### TASK 1
In the article on smoking and PAD, roughly what share of patients with PAD have a history of smoking?
### TASK 2
Please extract, word for word, the portion of the article on smoking and PAD that opens with the words containing "Smoking: The primary" and closes with "Artery Disease (PAD).".

START TEXT PROVIDED

Smoking: The primary risk factor for developing PAD
Smoking is bad for your health. For many of us, this message is conveyed early and often. However, while side effects such as lung damage and lung cancer are more well known, many people do not realize the extent to which smoking impacts the blood vessels and the important role it plays in the development of Peripheral Artery Disease (PAD).
The chemicals in tobacco negatively effect the overall function of the heart and blood vessels. Smoking alone impacts blood flow, but nicotine also causes the blood vessels to tighten. When plaque accumulates and hardens in the arteries, they become narrowed, which decreases the flow of blood and prevents oxygen from reaching the legs. As noted by the National Heart, Lung, and Blood Institute, this buildup of plaque in the arteries is called atherosclerosis, which is more prevalent in smokers. As blood flow to the legs is reduced, PAD begins.
According to the CDC, smoking significantly increases a person’s risk of developing PAD or can worsen PAD symptoms after the condition has been diagnosed. In fact, approximately 90 percent of patients with PAD have a history of smoking. If a person with PAD continues to smoke after being diagnosed, they may experience more pain, limited mobility, or an overall progression of the disease. They also put themselves at a greater risk for developing serious complications of PAD, including lower limb amputation, heart attack, or death.

END TEXT PROVIDED
START STORED DATA

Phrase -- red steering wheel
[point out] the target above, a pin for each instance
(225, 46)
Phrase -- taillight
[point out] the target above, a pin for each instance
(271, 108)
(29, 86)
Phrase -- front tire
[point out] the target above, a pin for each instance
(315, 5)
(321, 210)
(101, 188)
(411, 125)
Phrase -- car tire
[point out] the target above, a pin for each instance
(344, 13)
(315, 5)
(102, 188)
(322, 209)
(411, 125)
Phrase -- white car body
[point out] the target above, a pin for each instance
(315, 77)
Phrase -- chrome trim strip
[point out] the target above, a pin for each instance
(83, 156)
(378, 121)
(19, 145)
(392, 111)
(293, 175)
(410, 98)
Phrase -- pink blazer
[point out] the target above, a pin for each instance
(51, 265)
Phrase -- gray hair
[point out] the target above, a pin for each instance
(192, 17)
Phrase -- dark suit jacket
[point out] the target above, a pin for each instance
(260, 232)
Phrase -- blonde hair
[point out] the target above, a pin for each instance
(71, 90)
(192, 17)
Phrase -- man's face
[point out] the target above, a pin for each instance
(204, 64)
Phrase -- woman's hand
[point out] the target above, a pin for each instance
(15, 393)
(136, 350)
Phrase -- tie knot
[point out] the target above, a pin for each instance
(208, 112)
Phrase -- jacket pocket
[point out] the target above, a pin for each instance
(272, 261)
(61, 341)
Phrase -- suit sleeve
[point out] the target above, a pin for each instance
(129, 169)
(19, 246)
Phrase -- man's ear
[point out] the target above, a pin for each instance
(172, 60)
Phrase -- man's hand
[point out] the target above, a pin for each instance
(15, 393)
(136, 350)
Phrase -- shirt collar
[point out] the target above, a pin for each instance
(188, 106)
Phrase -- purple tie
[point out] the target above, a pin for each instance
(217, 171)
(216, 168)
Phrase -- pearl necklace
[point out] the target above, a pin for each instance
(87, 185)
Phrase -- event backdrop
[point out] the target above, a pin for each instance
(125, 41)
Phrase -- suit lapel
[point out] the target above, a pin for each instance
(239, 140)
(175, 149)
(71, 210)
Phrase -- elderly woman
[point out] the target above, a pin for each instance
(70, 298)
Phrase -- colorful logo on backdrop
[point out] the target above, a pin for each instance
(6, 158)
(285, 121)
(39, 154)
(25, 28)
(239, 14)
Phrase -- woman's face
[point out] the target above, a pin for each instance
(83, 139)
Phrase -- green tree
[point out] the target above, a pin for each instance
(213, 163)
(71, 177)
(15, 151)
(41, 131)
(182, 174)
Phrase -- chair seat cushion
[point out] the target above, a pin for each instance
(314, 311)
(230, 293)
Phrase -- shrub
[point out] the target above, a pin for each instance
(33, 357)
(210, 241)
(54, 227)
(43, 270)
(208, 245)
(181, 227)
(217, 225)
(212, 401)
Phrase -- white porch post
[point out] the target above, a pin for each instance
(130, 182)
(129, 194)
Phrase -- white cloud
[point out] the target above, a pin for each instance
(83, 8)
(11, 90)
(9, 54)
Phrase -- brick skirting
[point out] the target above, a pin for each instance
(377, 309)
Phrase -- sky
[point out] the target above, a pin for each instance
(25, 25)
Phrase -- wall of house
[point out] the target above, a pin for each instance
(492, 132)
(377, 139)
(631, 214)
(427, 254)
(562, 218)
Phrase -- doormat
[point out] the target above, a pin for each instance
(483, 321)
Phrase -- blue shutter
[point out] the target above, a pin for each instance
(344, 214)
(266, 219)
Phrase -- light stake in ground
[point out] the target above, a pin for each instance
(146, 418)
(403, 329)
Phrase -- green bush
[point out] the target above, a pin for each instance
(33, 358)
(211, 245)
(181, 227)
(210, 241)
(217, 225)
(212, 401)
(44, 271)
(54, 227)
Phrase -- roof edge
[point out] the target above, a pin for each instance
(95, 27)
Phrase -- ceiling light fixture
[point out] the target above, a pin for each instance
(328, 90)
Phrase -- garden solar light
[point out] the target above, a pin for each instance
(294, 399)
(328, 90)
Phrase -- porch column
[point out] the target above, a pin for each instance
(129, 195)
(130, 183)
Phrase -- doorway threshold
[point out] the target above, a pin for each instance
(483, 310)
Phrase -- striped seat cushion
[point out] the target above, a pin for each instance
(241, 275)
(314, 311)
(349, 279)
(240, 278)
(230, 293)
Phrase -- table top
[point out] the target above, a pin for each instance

END STORED DATA

### WRITTEN SOLUTION 1
Approximately 90 percent.

### WRITTEN SOLUTION 2
Smoking: The primary risk factor for developing PAD
Smoking is bad for your health. For many of us, this message is conveyed early and often. However, while side effects such as lung damage and lung cancer are more well known, many people do not realize the extent to which smoking impacts the blood vessels and the important role it plays in the development of Peripheral Artery Disease (PAD).